• _CONSIGNES_
1. Dans le texte source sur l'unité syndicale, à quelle date les confédérations se sont-elles mises d'accord pour ne rien faire de plus ?
2. Reprenez le texte source sur l'unité syndicale à partir de sa dernière phrase et poursuivez-le.

Unité syndicale : ne rien faire pour permettre aux luttes de converger

Mis en ligne le 10 novembre 2005 Convergences Politique

Dès le lendemain du 4 octobre, les confédérations syndicales avaient annoncé une nouvelle rencontre entre elles pour examiner les suites à donner à cette mobilisation. Le 17 octobre, elles se mettaient effectivement d’accord... pour ne rien faire de plus.

• _LIGNES DE DONNÉES_

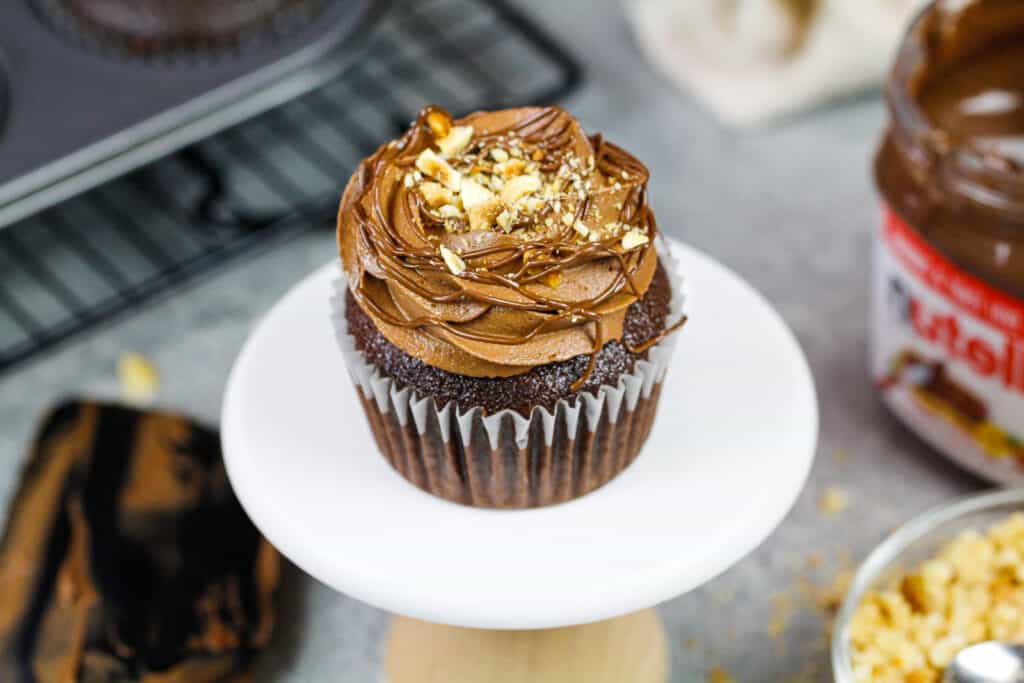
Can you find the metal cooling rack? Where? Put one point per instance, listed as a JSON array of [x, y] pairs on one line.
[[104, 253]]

* * *

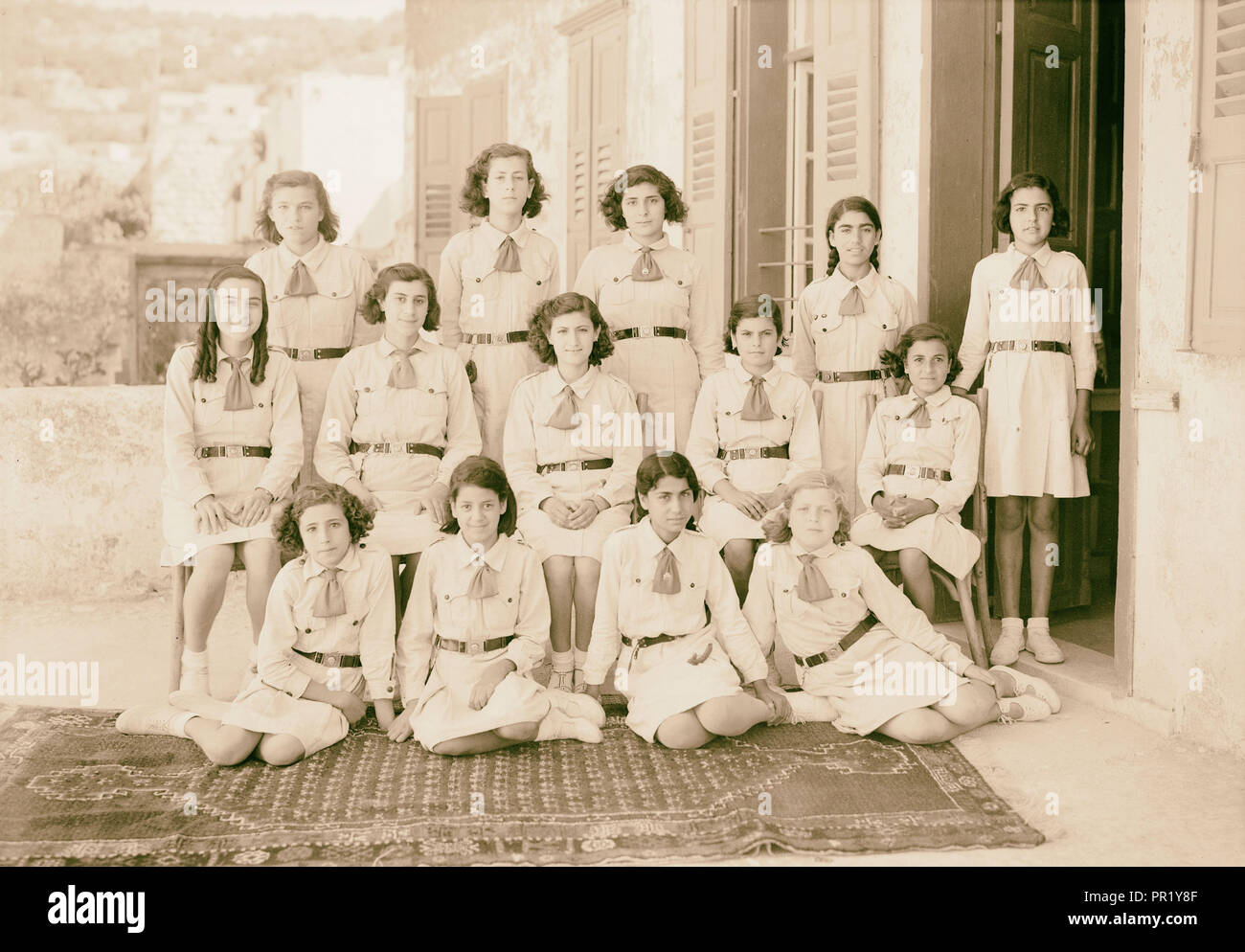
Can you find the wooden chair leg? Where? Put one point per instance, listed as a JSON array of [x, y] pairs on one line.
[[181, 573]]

• _CORRIGÉS_
1. Le 17 octobre.

2.
La journée du 4 octobre s’est pourtant produite avec, en toile de fond, la grève des marins de la SNCM contre la privatisation de leur compagnie. Le mouvement, déterminé, puis l’intervention brutale des forces de l’ordre contre ceux qui s’étaient emparés du Pascal-Paoli, à l’initiative du Syndicat des travailleurs corses, provoquaient un sentiment de solidarité chez tous les travailleurs du pays ; les dockers du Port autonome de Marseille se mettaient en grève à leur tour contre des menaces similaires ; et, dans le même temps, les transports en commun de Marseille étaient paralysés par la grève contre un projet d’introduction de la Connex, filiale de Vivendi, dans la gestion. Trois mouvements causés par le refus du transfert de tout ou partie de leur entreprise au privé, les travailleurs craignant, à juste titre, tout à la fois des suppressions d’emploi et une dégradation des conditions de travail et du service public.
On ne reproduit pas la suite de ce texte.